• **RECORDS TO USE**
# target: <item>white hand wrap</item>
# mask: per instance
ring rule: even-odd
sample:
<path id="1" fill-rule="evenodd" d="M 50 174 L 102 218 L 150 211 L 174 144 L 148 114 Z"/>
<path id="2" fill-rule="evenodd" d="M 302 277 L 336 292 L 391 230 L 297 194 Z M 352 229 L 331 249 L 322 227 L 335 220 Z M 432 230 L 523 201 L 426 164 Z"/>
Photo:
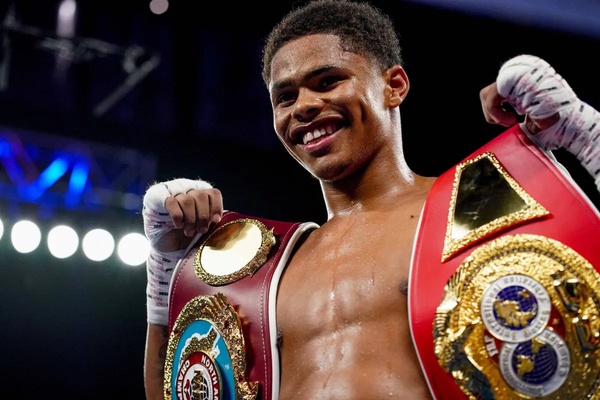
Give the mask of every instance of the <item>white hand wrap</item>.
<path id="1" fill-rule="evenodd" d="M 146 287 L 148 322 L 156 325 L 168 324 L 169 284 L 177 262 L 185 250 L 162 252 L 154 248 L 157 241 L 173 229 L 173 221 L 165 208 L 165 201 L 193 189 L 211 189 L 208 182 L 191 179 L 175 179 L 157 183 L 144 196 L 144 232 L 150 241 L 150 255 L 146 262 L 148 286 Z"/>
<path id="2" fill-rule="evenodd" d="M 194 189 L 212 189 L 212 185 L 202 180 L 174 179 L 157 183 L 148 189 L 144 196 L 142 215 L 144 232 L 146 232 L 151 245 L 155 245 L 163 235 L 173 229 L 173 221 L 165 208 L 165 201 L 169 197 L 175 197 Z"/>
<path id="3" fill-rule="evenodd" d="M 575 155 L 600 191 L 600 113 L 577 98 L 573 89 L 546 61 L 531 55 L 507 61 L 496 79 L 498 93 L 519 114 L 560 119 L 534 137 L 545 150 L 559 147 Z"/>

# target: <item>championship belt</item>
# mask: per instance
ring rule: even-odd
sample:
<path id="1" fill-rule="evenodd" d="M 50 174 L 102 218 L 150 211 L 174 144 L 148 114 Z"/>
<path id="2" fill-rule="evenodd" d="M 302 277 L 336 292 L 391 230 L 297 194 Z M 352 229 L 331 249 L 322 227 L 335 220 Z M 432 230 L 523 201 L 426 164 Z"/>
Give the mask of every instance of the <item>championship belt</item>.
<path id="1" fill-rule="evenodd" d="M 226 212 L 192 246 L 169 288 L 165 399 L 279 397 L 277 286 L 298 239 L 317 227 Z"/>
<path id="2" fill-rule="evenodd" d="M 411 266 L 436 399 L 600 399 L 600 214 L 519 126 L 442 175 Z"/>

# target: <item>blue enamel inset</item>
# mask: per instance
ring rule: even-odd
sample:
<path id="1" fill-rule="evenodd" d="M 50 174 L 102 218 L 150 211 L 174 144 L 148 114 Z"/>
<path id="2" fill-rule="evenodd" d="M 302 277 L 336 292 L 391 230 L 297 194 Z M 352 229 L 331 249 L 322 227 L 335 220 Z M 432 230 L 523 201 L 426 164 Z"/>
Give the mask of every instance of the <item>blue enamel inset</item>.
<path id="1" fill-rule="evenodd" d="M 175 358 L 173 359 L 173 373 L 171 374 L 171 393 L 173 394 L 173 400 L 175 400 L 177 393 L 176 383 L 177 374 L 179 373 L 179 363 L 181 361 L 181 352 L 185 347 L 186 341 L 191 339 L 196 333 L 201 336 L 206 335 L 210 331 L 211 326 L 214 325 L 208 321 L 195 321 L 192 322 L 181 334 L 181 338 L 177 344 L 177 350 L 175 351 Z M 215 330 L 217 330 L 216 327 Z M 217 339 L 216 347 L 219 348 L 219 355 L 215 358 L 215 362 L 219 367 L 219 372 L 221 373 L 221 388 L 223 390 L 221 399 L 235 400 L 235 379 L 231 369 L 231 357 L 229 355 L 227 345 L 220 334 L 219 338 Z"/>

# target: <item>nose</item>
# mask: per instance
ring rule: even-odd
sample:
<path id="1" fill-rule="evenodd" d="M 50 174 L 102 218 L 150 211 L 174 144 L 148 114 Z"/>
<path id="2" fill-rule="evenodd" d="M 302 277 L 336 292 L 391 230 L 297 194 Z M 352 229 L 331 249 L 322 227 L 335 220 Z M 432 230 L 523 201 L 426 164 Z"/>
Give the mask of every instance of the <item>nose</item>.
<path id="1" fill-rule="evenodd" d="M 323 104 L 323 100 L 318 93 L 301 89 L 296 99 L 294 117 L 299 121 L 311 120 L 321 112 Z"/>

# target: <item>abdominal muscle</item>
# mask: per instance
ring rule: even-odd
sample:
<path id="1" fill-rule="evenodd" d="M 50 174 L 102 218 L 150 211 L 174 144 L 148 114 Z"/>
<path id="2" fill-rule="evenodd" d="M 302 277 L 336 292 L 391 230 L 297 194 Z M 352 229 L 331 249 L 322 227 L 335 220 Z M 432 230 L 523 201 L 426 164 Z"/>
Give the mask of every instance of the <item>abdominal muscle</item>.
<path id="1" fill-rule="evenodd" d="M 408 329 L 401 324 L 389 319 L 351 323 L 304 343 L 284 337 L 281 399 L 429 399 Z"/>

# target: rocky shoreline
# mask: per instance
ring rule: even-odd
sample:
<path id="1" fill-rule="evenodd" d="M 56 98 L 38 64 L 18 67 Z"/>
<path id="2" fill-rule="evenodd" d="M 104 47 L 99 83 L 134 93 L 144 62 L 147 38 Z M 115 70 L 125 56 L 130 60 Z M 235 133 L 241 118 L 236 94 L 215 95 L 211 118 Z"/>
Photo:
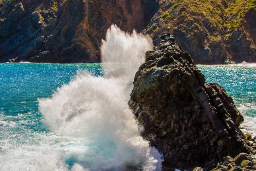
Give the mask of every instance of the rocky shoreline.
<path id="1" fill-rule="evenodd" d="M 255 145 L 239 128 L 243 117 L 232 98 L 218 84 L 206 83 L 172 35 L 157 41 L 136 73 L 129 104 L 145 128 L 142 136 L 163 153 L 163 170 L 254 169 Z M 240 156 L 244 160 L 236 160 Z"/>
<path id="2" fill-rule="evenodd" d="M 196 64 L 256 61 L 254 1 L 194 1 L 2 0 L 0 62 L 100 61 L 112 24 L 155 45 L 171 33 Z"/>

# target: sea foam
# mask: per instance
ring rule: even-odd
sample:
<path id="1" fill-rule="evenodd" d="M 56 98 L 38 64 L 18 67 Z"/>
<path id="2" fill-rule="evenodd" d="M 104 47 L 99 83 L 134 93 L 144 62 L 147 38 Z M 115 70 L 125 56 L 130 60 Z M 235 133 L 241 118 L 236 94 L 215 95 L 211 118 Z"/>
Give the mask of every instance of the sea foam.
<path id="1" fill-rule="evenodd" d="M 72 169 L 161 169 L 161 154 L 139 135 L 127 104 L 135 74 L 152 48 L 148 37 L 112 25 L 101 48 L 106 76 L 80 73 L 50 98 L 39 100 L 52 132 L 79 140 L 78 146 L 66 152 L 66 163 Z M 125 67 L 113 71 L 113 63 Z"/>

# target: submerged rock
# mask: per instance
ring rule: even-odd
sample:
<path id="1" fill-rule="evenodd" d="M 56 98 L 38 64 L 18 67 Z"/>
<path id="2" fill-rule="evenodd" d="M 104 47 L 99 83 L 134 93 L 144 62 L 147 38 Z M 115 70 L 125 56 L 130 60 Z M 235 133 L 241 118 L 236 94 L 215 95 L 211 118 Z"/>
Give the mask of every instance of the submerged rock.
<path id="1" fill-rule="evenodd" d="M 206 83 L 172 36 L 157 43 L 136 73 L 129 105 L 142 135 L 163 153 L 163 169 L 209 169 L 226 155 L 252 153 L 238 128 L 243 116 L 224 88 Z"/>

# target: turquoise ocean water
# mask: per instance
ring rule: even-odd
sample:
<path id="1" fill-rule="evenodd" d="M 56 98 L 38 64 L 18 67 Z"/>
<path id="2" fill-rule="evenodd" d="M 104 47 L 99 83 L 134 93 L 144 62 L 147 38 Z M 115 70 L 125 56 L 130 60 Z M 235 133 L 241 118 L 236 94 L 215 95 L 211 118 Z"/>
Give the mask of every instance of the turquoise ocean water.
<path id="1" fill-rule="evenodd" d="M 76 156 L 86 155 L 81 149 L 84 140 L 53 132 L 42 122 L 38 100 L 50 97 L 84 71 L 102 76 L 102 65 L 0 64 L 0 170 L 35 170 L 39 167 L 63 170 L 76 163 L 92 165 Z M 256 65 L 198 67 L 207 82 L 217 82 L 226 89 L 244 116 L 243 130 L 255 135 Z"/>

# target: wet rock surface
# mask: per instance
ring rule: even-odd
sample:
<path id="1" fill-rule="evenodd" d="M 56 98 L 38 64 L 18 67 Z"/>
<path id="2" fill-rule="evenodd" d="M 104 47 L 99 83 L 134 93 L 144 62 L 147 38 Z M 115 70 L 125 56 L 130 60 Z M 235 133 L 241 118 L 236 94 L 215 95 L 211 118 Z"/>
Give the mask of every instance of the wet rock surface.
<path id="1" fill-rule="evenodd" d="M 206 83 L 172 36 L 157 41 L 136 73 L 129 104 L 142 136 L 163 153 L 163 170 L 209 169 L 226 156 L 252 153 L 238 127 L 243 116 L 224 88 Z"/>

• **WRITTEN INSTRUCTION**
Every line from the one holding "# target: turquoise ocean water" through the final line of the listing must be echoed exactly; leave out all other lines.

• **ANSWER FOR THE TASK**
# target: turquoise ocean water
# mask: per instance
ring rule: even-odd
sample:
<path id="1" fill-rule="evenodd" d="M 56 98 L 38 64 L 18 67 Z"/>
<path id="2" fill-rule="evenodd" d="M 104 47 L 99 83 L 134 93 L 144 62 L 147 38 Z M 115 70 L 125 56 L 130 60 Z M 235 133 L 241 118 L 236 94 L 215 95 L 211 118 Z"/>
Give the mask of every instance of the turquoise ocean water.
<path id="1" fill-rule="evenodd" d="M 76 156 L 86 155 L 81 149 L 84 140 L 53 132 L 42 122 L 38 100 L 50 97 L 84 71 L 102 76 L 102 65 L 0 64 L 0 170 L 35 170 L 39 167 L 63 170 L 76 163 L 92 165 Z M 256 65 L 198 67 L 207 82 L 217 82 L 226 89 L 244 116 L 243 130 L 255 135 Z"/>

# target: wet rock surface
# mask: per instance
ring rule: even-odd
sample:
<path id="1" fill-rule="evenodd" d="M 56 98 L 38 64 L 18 67 Z"/>
<path id="2" fill-rule="evenodd" d="M 104 47 L 99 83 L 134 93 L 144 62 L 147 38 Z M 115 70 L 125 56 L 130 60 Z M 235 133 L 241 118 L 236 94 L 215 95 L 211 118 Z"/>
Give the mask of every instance of the wet rock surface.
<path id="1" fill-rule="evenodd" d="M 206 83 L 172 36 L 157 41 L 136 73 L 129 104 L 142 136 L 163 153 L 163 170 L 209 169 L 226 156 L 252 153 L 238 127 L 243 116 L 224 88 Z"/>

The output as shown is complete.